__RECORDS SUPPLIED__
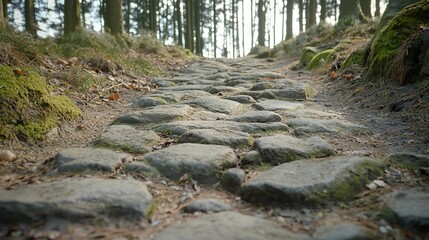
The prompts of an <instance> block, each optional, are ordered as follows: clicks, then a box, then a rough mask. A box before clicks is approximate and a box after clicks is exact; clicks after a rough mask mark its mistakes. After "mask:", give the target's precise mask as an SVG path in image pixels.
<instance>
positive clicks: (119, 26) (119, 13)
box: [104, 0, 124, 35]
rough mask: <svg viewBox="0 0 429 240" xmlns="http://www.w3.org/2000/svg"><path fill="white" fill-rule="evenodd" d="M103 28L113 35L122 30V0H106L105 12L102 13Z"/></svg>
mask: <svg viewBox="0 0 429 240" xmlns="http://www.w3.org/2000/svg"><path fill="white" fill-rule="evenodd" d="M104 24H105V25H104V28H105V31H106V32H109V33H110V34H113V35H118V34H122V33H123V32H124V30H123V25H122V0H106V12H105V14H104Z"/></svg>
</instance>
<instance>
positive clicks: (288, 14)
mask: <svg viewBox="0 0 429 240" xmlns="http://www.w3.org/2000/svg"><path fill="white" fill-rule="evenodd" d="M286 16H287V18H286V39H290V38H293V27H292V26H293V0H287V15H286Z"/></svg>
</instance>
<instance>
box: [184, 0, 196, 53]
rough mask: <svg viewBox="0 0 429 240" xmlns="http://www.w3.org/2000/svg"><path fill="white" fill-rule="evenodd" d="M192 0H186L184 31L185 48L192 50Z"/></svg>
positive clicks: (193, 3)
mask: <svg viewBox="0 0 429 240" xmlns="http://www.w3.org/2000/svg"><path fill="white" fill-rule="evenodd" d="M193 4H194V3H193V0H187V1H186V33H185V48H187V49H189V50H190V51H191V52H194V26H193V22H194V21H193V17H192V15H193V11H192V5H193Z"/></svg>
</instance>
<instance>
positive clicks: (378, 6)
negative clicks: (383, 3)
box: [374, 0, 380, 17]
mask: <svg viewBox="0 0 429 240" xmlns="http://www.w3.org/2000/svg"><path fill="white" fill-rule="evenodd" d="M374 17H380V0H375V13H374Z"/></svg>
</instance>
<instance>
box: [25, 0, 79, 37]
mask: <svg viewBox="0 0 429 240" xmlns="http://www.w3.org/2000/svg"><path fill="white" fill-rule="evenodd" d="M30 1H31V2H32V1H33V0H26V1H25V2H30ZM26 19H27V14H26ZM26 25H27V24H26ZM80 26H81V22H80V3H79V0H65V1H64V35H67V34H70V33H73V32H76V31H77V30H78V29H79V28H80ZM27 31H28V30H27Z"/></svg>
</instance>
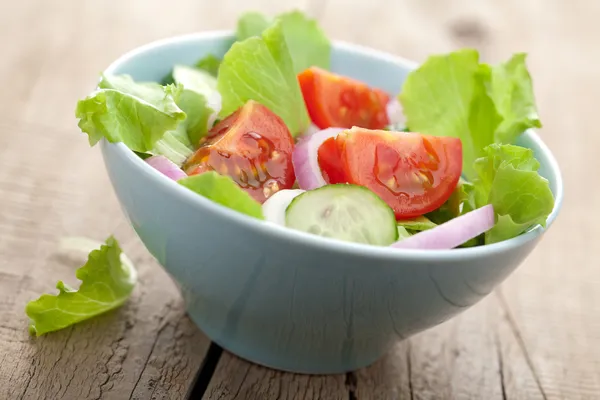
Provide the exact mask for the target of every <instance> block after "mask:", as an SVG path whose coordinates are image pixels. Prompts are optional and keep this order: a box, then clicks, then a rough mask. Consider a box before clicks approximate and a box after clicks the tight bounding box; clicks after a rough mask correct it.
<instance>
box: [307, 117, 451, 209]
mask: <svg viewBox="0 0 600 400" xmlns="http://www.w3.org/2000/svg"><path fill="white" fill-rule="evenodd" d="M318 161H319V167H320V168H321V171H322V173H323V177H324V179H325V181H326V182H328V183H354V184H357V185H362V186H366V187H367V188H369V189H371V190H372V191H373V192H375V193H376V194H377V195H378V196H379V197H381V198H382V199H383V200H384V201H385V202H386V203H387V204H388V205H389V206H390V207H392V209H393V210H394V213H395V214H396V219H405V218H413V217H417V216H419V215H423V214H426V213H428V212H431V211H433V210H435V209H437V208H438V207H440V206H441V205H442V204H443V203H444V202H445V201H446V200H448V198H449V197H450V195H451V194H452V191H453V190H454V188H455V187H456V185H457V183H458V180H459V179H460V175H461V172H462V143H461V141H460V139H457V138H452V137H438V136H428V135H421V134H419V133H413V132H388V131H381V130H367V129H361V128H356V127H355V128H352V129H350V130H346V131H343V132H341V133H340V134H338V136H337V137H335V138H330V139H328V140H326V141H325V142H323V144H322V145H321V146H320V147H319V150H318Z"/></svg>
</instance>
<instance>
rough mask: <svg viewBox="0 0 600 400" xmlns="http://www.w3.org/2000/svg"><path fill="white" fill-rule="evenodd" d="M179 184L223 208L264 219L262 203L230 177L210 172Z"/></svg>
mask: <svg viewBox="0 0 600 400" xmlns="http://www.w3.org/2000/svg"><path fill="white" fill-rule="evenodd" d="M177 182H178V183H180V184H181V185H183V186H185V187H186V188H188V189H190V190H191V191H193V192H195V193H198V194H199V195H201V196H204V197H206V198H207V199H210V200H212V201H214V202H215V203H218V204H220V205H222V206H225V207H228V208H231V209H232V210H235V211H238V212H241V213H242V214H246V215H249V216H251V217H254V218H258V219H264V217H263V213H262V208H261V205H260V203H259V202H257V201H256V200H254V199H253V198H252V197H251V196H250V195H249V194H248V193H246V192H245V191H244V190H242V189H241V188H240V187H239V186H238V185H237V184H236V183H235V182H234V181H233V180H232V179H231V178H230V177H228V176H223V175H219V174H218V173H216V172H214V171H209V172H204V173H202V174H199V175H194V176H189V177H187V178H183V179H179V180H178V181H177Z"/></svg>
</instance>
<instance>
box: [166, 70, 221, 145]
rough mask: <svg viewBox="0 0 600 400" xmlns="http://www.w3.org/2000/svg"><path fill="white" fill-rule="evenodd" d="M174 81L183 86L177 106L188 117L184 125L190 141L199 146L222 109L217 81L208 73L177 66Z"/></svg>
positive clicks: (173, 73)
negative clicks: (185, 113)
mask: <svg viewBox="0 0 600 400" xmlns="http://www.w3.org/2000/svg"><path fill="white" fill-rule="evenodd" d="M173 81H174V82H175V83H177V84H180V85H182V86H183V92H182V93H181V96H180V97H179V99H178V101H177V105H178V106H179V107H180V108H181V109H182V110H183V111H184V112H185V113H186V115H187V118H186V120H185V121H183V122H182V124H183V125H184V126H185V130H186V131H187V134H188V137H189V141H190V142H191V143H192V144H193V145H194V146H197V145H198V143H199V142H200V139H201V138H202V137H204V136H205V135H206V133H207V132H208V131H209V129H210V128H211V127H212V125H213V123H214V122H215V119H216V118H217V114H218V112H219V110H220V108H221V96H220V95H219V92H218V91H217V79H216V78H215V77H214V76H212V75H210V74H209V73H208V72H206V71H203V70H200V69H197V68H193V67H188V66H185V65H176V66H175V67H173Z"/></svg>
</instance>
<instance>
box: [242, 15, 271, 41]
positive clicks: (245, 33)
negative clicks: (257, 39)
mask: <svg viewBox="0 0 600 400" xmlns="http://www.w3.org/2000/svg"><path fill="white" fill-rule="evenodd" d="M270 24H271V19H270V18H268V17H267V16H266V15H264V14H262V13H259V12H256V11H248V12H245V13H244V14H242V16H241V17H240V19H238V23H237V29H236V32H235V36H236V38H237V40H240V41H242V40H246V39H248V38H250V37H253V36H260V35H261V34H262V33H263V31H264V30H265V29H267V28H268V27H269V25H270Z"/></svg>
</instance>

__EXERCISE PROMPT__
Reproduce every line in the data that has the word "block" in it.

__REPLY__
The prompts of an <instance> block, each optional, are ordered as follows: clicks, then a box, then a rough mask. A box before clicks is approximate and a box after clicks is exact; clicks after a rough mask mark its mistakes. After "mask:", give the target's precise mask as an SVG path in image pixels.
Provide the exact mask for the target of every <instance> block after "mask:", as an SVG path whose coordinates are image pixels. Prompts are optional and keep this order: a box, then clicks, then a rough mask. Consider a box before clicks approximate and a box after clicks the tight bounding box; clicks after a rough mask correct it.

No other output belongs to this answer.